China plans hike in cigarette taxes, prices to deter smokers

China is considering raising cigarette prices and taxes, a health official said on Wednesday, as the world's largest tobacco consumer fights to stub out a pervasive habit.

Smoking is a major health crisis for China, where more than 300 million smokers have made cigarettes part of the social fabric, and millions more are exposed to secondhand smoke.

Campaigners for tougher curbs face hurdles, but reforms of the tax system offer China an opportunity to rein in tobacco use, Yao Hongwen, a spokesman for the National Health and Family Planning Commission, told a news conference.

"Our country is deepening reforms of the tax system," he said. "We believe this presents a hard-to-come-by historic opportunity to implement a tax hike for tobacco control."

Yao's department would work with other agencies to "study and formulate measures" for hikes in cigarette prices and taxes, he added.

"Raising the taxes and prices, in one respect, can reduce spending on tobacco and can lower smoking rates," Yao said, according to a transcript of his remarks on a government website. "At the same time, it can raise tax revenues."

****

_EXERCISE DETAILS_
According to the article on China's cigarette taxes, how many smokers does China have?

****

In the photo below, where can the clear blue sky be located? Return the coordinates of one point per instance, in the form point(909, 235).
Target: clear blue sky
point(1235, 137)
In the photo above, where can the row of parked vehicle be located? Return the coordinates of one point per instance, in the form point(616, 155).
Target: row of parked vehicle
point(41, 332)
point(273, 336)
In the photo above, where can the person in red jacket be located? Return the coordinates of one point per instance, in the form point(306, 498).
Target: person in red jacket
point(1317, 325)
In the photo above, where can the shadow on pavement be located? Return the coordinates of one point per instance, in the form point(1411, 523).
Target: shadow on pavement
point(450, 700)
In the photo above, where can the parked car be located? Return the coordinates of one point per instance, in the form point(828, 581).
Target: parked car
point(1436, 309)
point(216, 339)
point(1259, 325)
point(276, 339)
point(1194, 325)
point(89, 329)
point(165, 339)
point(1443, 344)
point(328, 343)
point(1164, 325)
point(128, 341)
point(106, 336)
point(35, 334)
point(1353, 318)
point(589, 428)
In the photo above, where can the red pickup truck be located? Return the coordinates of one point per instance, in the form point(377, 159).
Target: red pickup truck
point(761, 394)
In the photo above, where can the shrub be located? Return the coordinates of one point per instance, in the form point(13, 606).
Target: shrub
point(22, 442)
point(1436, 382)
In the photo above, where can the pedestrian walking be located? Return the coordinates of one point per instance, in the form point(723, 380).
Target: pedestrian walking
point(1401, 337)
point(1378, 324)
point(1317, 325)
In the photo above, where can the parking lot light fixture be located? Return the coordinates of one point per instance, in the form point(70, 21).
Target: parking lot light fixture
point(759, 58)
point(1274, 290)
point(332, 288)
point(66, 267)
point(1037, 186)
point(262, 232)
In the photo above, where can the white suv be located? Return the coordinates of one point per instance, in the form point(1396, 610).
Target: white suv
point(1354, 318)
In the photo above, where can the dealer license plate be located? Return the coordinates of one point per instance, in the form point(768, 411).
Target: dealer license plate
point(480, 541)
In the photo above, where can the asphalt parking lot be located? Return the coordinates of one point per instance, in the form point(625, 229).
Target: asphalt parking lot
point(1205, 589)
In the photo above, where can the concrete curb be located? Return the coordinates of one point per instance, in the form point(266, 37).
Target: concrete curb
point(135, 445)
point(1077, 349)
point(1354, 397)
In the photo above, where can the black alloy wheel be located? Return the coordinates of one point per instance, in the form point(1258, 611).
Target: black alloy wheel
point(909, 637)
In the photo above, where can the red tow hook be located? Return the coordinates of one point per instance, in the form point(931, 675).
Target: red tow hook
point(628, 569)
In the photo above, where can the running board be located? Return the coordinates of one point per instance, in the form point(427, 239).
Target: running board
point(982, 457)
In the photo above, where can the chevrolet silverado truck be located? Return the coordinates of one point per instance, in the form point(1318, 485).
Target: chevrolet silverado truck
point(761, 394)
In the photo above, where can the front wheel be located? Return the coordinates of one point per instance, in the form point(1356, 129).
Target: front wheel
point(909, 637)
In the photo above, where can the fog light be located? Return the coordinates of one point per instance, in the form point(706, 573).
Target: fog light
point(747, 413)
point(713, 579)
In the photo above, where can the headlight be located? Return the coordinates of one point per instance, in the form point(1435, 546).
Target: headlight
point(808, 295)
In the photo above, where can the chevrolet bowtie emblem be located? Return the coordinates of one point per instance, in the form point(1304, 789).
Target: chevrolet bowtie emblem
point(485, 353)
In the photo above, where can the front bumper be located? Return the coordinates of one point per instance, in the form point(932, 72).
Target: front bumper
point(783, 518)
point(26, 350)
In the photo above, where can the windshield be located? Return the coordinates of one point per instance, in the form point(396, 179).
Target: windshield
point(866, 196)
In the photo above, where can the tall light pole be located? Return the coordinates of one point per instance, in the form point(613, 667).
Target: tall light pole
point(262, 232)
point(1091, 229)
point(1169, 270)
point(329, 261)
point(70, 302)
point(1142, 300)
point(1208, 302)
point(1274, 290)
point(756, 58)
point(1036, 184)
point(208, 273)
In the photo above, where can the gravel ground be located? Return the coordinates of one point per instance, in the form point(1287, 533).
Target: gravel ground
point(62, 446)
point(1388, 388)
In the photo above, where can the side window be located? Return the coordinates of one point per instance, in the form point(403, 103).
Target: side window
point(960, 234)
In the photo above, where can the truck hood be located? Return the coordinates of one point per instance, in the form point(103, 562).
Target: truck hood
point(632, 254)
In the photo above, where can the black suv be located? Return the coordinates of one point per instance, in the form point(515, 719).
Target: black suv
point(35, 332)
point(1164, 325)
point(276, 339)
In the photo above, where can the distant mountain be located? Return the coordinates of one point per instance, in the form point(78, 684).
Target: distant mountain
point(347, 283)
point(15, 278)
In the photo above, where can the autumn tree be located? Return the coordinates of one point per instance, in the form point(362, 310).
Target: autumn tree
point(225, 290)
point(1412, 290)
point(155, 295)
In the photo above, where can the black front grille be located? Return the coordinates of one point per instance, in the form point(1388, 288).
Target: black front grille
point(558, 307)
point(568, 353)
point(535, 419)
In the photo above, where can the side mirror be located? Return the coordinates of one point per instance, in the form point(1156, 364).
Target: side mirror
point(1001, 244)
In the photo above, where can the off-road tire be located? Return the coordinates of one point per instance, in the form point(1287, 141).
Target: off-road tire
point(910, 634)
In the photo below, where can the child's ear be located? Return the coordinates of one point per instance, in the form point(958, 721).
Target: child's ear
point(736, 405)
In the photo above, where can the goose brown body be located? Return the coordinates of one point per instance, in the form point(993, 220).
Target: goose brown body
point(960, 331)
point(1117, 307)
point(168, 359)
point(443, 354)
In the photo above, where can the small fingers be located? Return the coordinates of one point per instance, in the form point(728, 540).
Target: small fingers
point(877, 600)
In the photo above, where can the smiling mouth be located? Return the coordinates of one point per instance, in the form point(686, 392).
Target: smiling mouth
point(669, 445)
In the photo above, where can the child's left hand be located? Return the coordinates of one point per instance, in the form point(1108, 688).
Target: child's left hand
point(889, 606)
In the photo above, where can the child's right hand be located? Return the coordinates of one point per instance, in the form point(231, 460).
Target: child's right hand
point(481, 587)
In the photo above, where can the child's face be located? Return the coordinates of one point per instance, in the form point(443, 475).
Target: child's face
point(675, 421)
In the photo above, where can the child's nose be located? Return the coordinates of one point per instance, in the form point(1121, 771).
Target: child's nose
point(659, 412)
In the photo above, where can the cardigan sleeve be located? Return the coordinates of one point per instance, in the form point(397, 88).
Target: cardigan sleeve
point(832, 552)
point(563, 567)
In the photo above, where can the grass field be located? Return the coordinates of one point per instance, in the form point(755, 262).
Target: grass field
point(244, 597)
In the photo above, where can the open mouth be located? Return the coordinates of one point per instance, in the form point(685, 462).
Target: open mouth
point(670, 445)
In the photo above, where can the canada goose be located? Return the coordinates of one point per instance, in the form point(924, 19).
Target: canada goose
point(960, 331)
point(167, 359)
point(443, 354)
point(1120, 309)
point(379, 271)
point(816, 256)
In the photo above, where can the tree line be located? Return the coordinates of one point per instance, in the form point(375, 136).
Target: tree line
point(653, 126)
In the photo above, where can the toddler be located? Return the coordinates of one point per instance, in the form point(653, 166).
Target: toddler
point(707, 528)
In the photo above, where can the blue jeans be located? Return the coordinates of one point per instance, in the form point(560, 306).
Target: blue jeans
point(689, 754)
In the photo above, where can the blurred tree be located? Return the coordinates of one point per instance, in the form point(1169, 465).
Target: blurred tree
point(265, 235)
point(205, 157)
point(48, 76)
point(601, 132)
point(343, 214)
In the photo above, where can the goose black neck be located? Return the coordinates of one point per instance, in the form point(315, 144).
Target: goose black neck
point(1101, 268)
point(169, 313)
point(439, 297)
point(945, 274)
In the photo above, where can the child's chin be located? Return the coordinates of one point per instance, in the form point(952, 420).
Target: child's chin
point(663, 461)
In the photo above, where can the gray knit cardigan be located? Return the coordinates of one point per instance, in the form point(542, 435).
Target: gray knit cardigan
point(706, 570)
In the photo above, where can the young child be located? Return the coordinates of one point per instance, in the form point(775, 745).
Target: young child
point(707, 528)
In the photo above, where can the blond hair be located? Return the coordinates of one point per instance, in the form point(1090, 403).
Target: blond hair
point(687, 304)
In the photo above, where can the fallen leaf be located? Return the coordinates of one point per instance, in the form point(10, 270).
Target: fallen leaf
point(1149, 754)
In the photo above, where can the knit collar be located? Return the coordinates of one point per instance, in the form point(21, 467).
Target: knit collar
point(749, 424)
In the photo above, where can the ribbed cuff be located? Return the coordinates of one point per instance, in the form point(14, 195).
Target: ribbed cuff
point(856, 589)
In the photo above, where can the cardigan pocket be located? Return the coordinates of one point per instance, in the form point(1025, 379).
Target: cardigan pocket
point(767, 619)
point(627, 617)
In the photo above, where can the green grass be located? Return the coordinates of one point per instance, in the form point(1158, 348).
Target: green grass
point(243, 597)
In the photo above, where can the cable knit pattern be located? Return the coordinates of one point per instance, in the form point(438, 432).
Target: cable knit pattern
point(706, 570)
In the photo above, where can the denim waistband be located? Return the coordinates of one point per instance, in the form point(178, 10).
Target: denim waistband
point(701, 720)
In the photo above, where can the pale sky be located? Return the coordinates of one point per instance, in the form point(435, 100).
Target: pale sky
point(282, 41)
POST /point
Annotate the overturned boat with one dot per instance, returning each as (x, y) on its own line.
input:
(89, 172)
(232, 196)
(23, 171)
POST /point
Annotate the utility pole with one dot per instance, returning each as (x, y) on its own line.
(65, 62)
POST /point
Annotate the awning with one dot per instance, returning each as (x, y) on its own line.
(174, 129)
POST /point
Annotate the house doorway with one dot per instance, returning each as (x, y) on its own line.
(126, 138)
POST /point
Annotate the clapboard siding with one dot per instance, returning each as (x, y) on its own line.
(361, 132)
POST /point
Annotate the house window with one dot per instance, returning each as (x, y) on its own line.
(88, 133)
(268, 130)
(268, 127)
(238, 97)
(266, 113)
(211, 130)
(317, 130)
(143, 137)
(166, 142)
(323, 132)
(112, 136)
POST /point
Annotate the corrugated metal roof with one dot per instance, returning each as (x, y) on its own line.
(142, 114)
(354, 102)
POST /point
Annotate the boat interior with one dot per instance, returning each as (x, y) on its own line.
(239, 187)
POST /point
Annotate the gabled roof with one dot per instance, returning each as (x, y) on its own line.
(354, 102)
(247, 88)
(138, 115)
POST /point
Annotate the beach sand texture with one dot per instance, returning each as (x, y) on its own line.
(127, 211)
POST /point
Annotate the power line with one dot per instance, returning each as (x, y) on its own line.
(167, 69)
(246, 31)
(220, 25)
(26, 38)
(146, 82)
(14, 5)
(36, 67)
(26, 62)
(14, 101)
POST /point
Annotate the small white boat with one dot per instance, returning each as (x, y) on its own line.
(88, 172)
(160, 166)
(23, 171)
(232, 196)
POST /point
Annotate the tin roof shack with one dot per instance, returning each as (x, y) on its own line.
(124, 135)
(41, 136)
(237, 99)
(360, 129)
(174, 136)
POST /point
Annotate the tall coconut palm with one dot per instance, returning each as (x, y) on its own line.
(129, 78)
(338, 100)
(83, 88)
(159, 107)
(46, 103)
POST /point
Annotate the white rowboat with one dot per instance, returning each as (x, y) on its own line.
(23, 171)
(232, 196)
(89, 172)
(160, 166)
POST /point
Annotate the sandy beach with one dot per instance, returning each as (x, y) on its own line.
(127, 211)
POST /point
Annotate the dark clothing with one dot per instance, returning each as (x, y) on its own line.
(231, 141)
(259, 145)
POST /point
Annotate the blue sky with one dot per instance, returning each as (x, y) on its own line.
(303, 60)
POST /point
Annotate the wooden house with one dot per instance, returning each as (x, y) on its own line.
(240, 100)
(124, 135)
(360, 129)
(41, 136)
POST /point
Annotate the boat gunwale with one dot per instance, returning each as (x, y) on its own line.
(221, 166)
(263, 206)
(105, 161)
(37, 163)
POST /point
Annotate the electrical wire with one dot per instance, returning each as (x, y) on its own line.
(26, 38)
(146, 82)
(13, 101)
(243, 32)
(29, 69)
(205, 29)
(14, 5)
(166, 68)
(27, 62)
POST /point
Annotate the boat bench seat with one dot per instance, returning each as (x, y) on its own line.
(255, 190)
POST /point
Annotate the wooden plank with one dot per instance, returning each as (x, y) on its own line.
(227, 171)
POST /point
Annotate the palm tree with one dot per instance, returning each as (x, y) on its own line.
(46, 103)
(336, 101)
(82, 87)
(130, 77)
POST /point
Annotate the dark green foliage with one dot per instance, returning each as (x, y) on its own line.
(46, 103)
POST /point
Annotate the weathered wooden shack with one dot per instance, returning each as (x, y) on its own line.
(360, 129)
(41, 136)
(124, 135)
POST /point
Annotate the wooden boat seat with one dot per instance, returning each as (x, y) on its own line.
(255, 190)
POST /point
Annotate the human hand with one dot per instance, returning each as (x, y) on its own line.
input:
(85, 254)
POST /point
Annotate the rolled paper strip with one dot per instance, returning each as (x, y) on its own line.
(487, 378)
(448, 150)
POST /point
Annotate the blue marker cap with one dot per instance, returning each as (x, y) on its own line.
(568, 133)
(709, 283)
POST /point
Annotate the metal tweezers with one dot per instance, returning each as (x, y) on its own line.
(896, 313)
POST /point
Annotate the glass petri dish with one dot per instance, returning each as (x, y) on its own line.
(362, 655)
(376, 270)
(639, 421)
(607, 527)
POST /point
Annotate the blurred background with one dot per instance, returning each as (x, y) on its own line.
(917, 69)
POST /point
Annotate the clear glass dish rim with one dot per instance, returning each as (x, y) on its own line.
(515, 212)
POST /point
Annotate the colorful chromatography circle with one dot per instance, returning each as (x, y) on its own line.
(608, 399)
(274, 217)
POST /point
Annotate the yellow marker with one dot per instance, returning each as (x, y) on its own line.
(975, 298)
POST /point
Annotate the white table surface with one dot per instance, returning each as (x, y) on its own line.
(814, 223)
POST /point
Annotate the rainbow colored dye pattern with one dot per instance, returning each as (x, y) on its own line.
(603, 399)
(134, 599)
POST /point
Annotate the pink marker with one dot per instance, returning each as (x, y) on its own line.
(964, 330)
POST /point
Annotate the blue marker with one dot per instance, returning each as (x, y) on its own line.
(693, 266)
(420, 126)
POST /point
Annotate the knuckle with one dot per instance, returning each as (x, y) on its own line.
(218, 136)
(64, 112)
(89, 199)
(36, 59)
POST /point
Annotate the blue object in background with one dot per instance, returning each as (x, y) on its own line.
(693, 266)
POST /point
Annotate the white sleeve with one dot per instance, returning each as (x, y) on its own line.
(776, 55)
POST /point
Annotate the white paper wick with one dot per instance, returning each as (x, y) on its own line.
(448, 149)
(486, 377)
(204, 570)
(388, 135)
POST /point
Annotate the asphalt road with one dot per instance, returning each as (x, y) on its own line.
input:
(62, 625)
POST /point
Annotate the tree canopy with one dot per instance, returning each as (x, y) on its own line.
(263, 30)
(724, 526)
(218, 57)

****

_RESULT OF THE TASK_
More than 300 million.